(Problem description) All of the data below should be output exactly as given.

(Listed entries)

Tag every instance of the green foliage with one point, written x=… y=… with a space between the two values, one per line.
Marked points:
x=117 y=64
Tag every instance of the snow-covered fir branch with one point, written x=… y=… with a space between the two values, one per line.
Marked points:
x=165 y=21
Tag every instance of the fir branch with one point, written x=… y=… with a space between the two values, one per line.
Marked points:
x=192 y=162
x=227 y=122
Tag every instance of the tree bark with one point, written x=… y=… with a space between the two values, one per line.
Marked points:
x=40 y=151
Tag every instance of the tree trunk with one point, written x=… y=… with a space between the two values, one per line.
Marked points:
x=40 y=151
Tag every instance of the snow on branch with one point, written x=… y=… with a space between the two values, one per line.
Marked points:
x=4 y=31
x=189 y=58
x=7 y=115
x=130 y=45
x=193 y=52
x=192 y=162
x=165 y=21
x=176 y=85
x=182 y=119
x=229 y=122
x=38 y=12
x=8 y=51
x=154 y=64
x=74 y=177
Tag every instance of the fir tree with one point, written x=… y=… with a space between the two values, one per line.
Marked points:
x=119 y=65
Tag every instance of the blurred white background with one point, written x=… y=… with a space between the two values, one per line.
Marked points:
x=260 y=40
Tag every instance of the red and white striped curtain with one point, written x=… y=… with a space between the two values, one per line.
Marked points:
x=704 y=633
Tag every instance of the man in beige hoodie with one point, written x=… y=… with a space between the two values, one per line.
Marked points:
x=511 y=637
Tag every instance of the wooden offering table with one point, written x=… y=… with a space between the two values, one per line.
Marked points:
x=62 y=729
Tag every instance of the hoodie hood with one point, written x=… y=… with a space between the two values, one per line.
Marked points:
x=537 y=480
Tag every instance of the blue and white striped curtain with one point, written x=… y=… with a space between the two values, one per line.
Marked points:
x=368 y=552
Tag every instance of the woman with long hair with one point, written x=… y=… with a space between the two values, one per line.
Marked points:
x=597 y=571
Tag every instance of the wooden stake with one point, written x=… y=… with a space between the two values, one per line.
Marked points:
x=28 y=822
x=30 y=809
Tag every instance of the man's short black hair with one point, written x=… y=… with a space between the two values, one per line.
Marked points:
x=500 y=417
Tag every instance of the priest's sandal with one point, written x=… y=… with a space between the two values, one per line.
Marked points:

(Solution for this problem)
Tag every instance of the green foliage with one point, written x=… y=… with a space between the two values, one per line.
Marked points:
x=117 y=64
Tag every instance of the snow-covered fir branch with one point, written x=… y=… with a space between the two values, one per line.
Marked points:
x=165 y=21
Tag every instance of the fir branch with one point, written x=… y=… with a space between the two values, one per line.
Marked points:
x=192 y=162
x=227 y=122
Tag every instance of the tree bark with one point, written x=… y=… with a space between the two values, one per line.
Marked points:
x=40 y=151
Tag every instance of the tree trunk with one point, written x=… y=… with a space between the two values, one per line.
Marked points:
x=40 y=151
Tag every instance of the snow on branch with one point, written x=… y=… with a space between the two values, one per line.
Marked points:
x=4 y=31
x=189 y=58
x=7 y=115
x=130 y=45
x=193 y=52
x=192 y=162
x=165 y=21
x=176 y=85
x=182 y=119
x=229 y=122
x=38 y=12
x=8 y=51
x=154 y=64
x=74 y=177
Tag every instance of the fir tree with one point, written x=… y=… with a space between the two values, one per line.
Marked points:
x=119 y=65
Tag every instance of the blurred white background with one point, written x=… y=… with a space between the two values, one per line.
Marked points:
x=260 y=40
Tag every instance of the red and white striped curtain with one point, written x=… y=… with a space between the two values, one per line.
Marked points:
x=704 y=633
Tag every instance of the man in beige hoodie with one point, written x=… y=… with a space between the two values, one per line.
Marked points:
x=511 y=637
Tag every instance of the wooden offering table with one point, written x=… y=… with a space between the two values, one per line.
Marked points:
x=62 y=729
Tag every instance of the hoodie hood with one point, written x=… y=… with a space between the two values, one per line.
Marked points:
x=537 y=480
Tag every instance of the blue and white striped curtain with one point, written x=… y=… with a space between the two values, one per line.
Marked points:
x=368 y=552
Tag every instance of the woman with long hair with one point, written x=… y=… with a space between the two values, one per line.
Marked points:
x=597 y=571
Tag every instance of the wooden stake with one point, written x=… y=… with a space between the two values, one per line.
Marked points:
x=28 y=822
x=30 y=809
Tag every instance of the man's short black hair with one point, written x=… y=… with a space between the two values, one per line.
Marked points:
x=500 y=417
Tag every instance of the priest's sandal with one point, written x=… y=… with a space between the two values, one per line.
Marked points:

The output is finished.